PRUs are programmed in Assembly, with most commands executing in a single cycle and with no caching or pipe-lining, allowing for 100% predictable timings. At 200MHz, most operations will take 5ns (nanoseconds) to execute, with the exception of accessing memory external to PRU. The PRU can also be programmed in C/C++

This is a Work In Progress

Available PRU Resources


Click here for a full list of register mappings.


8KB program memory
Memory used to store instructions and static data AKA Instruction Memory (IRAM). This is the memory in which PRU programs are loaded.
Enhanced GPIO (EGPIO)
High-speed direct access to 16 general purpose output and 17 general purpose input pins for each PRU.
pr1_pru_0_pru_r30[15:0] (PRU0 Register R30 Outputs)
pr1_pru_0_pru_r31[16:0] (PRU0 Register R31 Inputs)
pr1_pru_1_pru_r30[15:0] (PRU1 Register R30 Outputs)
pr1_pru_1_pru_r31[16:0] (PRU1 Register R31 Inputs)
Hardware capture modes
Serial 28-bit shift in and out.
Parallel 16-bit capture on clock.
MII standardised capture mode, used for implementing media independent Fast Ethernet (100Mbps - 25MHz 4-bit).
A 32-bit multiply and accumulate unit (MAC)
Enables single-cycle integer multiplications with a 64-bit overflow (useful for decimal results).
8KB data memory
Memory used to store dynamic data. Is accessed over the 32-bit bus and so not single-cycle.
One PRU may access the memory of another for passing information but it is recommend to use scratch pad or shared memory, see below.
Open Core Protocol (OCP) master port
Access to the data bus that interconnects all peripherals on the SoC, including the ARM Cortex-A8, used for data transfer directly to and from the PRU in Level 3 (L3) memory space.

Shared Between PRUs

Scratch pad
3 banks of 30 32-bit registers (total 90 32-bit registers).
Single-cycle access, can be accessed from either PRU for data sharing and signalling or for individual use.
12KB data memory
Accessed over the 32-but bus, not single-cycle.

Local Peripherals

Local peripherals are those present within the PRUSS and not those belonging to the entire SoC. Peripherals are accessed from PRUs over the Switched Central Resource (SCR) 32-bit bus within the PRUSS.

Attached to the SCR bus is also an OCP slave, enabling OCP masters from outside of the PRUSS to access these local peripherals in Level 4 (L4) memory space.

Enhanced Capture Model (eCAP)
Industrial Ethernet Peripheral (IEP)
Universal Asynchronous Receiver/Transmitter (UART0)
Used to perform serial data transmission to the TL16C550 industry standard.
16-bit FIFO receive and transmit buffers + per byte error status.
Can generate Interrupt requests for the PRUSS Interrupt Controller.
Can generate DMA requests for the EDMA SoC DMA controller.
Maximum transmission speed of 192MHz (192Mbps - 24MB/s).


Communication between various elements of the PRUSS or the wider SoC may take place either directly, over a bus, via interrupts or via DMA.

The following lists will expose all possible communication approaches for each likely scenario.

For communication via interrupts, please first read the section on the PRUSSv2 Interrupt Controller.

Click here for a full list of PRUSS Interrupts.

• [Data records]
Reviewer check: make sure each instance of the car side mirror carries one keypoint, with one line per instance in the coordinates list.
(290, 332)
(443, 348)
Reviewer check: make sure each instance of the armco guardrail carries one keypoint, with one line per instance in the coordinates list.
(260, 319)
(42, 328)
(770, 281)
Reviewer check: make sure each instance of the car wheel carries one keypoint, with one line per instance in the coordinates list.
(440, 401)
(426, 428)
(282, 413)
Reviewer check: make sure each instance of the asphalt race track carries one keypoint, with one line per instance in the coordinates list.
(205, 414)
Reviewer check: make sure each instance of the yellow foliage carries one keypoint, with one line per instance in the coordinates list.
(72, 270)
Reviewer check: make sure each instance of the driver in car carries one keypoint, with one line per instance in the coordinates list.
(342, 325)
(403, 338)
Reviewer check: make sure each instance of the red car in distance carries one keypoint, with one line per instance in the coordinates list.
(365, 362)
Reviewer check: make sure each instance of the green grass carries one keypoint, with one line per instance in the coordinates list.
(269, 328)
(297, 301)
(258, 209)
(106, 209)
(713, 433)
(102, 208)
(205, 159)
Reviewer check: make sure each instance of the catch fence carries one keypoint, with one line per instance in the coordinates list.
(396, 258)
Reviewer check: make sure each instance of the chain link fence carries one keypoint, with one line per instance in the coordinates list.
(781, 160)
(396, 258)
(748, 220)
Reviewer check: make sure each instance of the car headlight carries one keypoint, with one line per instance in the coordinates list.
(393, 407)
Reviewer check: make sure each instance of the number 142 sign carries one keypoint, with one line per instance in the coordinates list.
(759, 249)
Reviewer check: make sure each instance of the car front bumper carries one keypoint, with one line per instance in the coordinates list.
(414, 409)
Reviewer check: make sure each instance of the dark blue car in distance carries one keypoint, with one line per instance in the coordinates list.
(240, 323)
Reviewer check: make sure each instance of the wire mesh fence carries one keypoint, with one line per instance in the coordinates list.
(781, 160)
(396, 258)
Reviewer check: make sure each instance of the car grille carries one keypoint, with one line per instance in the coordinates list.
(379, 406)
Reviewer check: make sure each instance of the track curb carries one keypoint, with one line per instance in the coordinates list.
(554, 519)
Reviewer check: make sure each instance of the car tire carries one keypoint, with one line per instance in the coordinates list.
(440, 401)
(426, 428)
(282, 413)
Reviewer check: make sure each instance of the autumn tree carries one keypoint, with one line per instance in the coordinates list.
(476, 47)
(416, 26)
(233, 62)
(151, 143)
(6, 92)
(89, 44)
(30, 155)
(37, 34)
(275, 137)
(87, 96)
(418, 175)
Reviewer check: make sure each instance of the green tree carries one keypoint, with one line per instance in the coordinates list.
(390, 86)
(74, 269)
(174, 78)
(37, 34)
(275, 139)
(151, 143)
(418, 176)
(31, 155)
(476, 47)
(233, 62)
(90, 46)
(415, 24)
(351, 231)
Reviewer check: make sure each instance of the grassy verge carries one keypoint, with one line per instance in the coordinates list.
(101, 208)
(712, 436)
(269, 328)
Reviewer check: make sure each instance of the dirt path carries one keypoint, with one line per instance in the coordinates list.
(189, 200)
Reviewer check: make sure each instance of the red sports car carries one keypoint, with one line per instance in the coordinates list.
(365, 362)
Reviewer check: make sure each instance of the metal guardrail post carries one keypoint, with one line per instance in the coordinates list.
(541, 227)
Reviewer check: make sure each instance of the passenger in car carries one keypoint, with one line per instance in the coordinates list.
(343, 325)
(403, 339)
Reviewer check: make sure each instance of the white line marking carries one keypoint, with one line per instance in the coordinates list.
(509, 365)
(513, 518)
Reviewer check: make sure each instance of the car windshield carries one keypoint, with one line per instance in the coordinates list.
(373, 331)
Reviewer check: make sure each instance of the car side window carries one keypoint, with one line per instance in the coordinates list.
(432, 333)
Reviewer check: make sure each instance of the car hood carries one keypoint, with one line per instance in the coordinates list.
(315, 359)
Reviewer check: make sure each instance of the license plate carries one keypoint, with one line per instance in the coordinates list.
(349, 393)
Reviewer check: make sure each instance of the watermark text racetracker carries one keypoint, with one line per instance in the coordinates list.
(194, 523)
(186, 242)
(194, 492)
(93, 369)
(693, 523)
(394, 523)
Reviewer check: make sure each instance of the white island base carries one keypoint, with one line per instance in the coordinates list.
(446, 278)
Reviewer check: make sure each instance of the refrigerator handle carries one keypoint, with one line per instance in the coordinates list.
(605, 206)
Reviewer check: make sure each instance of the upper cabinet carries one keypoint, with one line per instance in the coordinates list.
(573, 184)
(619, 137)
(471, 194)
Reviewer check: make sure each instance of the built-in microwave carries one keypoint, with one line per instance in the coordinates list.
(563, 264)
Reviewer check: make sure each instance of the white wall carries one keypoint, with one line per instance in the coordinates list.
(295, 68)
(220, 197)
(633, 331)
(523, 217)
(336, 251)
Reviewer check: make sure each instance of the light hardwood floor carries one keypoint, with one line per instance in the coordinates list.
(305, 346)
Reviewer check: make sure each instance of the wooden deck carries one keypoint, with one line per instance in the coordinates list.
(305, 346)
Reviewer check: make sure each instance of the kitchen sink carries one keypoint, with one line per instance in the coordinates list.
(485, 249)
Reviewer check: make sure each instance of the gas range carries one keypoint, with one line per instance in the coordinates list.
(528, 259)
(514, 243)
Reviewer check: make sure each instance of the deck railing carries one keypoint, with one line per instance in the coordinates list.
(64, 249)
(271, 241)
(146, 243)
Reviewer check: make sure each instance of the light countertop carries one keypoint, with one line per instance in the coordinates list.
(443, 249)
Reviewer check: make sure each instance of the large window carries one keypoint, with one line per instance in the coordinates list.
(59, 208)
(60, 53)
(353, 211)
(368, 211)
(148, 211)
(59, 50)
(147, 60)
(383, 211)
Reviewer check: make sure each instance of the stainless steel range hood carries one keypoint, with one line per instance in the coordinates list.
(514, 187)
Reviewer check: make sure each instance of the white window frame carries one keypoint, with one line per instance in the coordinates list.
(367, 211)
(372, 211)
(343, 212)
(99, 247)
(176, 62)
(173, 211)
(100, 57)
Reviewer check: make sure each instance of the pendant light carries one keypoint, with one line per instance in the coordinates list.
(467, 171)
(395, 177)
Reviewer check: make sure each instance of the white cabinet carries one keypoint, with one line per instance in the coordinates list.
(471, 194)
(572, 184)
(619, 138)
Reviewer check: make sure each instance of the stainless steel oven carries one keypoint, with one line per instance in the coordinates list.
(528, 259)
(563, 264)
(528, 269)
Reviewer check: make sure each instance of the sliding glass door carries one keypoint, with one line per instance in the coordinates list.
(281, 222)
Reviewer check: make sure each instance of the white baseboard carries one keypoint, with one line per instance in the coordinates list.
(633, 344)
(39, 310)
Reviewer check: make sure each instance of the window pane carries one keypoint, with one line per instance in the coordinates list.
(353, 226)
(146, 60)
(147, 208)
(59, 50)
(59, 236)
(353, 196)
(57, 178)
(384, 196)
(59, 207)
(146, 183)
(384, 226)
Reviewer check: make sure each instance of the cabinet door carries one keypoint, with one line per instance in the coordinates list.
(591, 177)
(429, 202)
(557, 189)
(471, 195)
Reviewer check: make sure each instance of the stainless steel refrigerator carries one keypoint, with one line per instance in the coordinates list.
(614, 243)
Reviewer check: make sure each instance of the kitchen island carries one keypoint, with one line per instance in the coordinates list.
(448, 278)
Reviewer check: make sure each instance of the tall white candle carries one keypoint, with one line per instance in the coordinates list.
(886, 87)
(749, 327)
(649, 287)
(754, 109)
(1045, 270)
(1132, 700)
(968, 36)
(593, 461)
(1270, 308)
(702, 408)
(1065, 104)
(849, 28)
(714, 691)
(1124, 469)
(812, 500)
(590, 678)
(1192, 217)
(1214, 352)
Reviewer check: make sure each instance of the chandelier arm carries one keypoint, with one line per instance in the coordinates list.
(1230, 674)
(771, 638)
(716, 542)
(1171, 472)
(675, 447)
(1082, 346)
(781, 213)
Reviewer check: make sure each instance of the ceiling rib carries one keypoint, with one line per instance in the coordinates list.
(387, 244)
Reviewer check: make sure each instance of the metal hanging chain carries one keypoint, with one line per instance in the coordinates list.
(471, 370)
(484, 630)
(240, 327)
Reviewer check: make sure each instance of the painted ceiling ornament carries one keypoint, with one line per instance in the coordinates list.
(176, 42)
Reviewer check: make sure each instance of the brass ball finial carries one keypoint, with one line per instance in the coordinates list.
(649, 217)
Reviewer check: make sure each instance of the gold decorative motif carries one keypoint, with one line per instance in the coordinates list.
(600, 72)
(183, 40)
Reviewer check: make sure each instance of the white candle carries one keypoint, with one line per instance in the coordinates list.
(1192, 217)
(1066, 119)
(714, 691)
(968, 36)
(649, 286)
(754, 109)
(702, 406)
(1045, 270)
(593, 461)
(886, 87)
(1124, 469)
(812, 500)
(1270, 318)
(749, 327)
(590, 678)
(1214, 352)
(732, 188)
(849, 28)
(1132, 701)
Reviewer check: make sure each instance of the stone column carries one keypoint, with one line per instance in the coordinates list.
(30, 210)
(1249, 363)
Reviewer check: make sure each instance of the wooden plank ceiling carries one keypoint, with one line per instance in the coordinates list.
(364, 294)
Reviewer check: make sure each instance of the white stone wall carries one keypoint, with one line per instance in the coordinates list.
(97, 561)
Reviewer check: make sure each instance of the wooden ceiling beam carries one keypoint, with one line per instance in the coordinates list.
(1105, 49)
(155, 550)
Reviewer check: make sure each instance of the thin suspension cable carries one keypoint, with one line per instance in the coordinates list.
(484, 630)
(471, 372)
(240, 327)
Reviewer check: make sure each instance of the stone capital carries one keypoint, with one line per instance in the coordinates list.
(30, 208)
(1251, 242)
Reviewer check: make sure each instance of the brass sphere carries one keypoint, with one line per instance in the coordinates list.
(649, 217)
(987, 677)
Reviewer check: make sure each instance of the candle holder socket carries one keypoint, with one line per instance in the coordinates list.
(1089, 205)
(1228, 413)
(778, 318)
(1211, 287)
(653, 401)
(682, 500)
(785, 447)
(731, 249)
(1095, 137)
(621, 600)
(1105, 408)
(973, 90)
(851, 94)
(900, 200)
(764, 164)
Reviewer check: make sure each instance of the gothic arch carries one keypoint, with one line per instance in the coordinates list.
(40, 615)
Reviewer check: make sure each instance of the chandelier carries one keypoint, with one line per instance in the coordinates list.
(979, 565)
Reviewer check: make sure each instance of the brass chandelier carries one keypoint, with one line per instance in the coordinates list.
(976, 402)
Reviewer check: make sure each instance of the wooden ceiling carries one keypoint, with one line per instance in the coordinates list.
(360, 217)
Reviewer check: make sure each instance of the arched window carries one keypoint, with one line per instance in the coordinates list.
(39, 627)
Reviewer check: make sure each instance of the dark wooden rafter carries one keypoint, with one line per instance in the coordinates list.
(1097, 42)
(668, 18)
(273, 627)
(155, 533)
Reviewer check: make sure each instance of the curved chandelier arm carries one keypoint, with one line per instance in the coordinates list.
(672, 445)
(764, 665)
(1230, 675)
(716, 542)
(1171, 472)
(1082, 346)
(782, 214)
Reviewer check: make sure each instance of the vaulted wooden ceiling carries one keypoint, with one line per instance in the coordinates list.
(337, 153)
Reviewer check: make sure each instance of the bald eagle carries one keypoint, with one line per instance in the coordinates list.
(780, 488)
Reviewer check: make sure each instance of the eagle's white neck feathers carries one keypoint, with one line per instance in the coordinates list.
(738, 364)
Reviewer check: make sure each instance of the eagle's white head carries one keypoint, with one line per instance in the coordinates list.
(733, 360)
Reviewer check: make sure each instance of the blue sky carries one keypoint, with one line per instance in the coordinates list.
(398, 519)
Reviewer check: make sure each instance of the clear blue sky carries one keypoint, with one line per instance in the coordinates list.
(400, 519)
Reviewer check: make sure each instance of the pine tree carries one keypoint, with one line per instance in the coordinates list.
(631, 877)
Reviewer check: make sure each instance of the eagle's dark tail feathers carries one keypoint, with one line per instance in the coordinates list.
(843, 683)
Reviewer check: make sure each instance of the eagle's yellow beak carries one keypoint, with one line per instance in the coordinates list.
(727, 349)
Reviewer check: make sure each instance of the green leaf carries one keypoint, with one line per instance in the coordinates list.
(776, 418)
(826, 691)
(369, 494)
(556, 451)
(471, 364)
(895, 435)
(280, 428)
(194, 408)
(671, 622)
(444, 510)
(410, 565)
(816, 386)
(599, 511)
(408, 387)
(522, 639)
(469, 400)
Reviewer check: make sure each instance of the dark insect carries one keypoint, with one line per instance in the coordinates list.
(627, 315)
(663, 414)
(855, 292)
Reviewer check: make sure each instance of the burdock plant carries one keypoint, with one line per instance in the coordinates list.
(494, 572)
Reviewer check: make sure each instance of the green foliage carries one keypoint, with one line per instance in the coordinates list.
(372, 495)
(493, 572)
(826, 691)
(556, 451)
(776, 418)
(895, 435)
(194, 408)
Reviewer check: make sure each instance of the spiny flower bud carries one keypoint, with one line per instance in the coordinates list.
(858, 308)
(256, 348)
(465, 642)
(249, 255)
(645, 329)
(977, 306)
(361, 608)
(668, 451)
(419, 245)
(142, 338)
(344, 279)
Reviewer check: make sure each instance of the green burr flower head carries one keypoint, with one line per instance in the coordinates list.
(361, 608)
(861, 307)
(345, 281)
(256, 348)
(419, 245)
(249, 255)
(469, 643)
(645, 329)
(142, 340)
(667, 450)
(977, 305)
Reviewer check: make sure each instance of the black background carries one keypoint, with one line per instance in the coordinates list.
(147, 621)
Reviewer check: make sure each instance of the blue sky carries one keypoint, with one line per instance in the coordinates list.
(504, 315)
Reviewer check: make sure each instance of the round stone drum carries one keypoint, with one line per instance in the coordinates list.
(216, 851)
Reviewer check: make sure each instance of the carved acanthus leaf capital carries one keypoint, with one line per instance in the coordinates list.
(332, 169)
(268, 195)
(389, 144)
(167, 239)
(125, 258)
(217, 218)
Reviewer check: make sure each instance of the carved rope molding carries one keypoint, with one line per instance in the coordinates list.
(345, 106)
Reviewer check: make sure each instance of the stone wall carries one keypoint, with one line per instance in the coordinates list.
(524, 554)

• [What this task involves] According to the PRU resources text, how many registers does the scratch pad shared between the PRUs have in total?

• [Result of the exercise] 90 32-bit registers, in 3 banks of 30.